> _Text under study_
┄┄┄┄┄┄┄┄┄┄┄┄┄┄┄┄┄┄┄┄

Feature Article

January 16, 2013

Low End Smartphone Market a Golden Goose for Intel?

Yesterday, former Apple CEO John Sculley offered up his opinion that cheap smartphones and targeting emerging mobile markets is the right plan for Apple to move forward with. As ridiculous as that suggestion is for Apple, it just may be the absolutely best prescription for Intel to improve its mobile revenue streams, which haven't been nearly as robust as one might have anticipated would be the case. And with the release of its new Atom processor, which the company introduced at the 2013 Consumer Electronics Show last week, Intel looks to me to be acknowledging that it is fully on board with the plan.

What makes this such a good plan for Intel? The new Atom platform (earlier code named Lexington) specifically targets emerging third world regions, where demand for inexpensive though function-rich smartphones is skyrocketing. Just how big is the market here? Let's take a look at the worldwide projections for growth in this segment, shown in the chart below, as determined by IHS iSuppli/Screen Digest Mobile & Wireless Service.

┄┄┄┄┄┄┄┄┄┄┄┄┄┄┄┄┄┄┄┄

> _Data excerpts_
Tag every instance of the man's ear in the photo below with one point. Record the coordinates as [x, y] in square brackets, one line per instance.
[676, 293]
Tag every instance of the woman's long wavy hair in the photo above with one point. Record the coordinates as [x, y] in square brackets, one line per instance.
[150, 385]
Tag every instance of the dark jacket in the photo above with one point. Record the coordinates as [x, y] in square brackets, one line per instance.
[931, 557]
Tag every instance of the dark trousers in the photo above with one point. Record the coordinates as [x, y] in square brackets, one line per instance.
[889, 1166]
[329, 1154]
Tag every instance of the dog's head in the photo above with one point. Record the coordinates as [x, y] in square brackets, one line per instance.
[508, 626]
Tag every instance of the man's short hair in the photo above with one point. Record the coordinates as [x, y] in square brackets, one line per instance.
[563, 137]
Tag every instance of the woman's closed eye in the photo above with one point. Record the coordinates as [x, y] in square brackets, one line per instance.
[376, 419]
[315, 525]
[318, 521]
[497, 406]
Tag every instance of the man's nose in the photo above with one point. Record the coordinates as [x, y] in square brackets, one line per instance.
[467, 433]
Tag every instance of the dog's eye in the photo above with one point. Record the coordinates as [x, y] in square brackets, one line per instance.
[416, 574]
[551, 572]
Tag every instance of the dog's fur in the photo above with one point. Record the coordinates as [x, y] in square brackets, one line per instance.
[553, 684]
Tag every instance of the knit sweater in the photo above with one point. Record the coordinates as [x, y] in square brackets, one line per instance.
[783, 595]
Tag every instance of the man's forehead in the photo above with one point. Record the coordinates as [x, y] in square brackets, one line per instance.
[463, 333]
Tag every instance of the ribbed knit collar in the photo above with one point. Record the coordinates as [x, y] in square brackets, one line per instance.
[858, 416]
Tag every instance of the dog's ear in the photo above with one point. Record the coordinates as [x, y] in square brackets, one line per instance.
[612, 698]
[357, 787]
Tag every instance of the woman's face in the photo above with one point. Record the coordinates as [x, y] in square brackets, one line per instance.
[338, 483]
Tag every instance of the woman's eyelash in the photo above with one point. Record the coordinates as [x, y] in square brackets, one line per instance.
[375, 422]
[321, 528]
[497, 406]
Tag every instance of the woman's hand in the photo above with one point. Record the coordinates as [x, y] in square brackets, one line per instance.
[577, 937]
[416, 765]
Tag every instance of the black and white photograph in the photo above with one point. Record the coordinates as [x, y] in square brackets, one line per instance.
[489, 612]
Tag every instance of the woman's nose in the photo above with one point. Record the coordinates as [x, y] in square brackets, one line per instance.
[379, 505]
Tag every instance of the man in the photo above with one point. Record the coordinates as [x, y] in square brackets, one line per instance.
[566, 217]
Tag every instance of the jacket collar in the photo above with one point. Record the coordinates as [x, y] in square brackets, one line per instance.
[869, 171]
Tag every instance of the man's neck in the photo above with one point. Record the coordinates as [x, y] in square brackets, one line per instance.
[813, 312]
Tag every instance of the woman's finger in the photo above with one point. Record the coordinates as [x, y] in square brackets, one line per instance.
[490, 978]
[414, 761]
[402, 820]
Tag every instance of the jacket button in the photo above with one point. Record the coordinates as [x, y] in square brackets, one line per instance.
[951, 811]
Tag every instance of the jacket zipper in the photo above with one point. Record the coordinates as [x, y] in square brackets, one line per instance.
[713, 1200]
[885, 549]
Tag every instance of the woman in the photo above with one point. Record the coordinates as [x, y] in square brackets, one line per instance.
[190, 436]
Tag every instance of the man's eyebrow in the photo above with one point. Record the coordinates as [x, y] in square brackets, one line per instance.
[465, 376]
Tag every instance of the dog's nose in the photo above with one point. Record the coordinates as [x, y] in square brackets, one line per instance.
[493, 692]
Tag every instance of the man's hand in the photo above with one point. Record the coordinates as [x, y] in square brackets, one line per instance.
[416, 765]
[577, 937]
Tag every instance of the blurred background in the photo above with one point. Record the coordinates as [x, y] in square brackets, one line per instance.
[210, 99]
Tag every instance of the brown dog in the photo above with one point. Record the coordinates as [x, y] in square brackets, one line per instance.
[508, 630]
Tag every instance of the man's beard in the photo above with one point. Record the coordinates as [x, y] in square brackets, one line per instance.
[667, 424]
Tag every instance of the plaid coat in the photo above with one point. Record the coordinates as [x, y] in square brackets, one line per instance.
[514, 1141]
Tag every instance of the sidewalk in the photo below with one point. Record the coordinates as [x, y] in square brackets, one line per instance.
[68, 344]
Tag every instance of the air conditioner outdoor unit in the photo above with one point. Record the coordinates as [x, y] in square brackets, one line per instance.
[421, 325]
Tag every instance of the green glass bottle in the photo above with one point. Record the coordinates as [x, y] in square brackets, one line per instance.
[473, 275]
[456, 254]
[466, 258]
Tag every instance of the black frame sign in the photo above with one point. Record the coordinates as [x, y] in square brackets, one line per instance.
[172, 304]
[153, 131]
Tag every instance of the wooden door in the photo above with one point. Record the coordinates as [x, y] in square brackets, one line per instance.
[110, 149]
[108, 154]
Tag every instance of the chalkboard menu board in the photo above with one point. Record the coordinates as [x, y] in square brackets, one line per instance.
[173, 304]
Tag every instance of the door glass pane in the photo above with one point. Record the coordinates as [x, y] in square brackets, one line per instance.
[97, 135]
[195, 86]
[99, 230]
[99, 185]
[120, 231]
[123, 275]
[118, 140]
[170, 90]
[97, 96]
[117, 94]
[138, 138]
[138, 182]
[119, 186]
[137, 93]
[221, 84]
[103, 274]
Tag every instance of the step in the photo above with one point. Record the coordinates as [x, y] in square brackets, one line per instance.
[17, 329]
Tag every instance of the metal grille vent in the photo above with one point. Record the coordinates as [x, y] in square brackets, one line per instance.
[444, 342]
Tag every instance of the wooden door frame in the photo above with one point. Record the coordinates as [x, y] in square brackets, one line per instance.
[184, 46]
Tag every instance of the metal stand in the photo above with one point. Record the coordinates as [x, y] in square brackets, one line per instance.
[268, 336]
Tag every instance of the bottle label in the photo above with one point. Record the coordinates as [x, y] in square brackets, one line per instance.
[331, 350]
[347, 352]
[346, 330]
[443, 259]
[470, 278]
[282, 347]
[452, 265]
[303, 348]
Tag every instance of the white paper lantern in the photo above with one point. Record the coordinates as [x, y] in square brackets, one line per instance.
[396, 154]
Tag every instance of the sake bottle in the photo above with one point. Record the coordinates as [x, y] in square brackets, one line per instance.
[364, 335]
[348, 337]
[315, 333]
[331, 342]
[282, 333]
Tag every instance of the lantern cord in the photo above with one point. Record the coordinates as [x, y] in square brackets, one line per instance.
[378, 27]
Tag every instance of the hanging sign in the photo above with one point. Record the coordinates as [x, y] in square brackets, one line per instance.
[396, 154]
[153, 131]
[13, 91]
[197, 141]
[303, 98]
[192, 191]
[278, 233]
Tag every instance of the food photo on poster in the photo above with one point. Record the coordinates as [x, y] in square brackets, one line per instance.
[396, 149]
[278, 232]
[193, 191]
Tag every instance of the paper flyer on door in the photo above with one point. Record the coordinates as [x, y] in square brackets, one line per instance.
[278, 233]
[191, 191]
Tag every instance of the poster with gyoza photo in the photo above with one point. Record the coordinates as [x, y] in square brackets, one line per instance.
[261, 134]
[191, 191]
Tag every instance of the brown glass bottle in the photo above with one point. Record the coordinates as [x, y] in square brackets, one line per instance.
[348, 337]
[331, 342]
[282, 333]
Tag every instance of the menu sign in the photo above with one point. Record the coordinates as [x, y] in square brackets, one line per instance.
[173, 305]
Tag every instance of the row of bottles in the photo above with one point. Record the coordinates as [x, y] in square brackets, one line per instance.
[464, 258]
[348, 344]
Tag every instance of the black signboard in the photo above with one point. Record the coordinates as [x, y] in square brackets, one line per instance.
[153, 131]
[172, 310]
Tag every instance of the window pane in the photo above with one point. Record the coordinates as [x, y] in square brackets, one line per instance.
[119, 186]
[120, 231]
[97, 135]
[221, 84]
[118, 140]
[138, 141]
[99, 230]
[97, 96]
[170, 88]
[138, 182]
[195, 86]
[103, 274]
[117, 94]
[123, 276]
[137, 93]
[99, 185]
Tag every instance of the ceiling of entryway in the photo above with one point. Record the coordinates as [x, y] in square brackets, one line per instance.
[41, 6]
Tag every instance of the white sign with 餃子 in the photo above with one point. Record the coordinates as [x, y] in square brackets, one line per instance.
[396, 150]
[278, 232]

┄┄┄┄┄┄┄┄┄┄┄┄┄┄┄┄┄┄┄┄

> _About this exercise_
In the article on Intel and low-end smartphones, what was the earlier code name of the new Atom platform? The entries were taken from a different source than the article on Intel and low-end smartphones.

> _Response to this exercise_
Lexington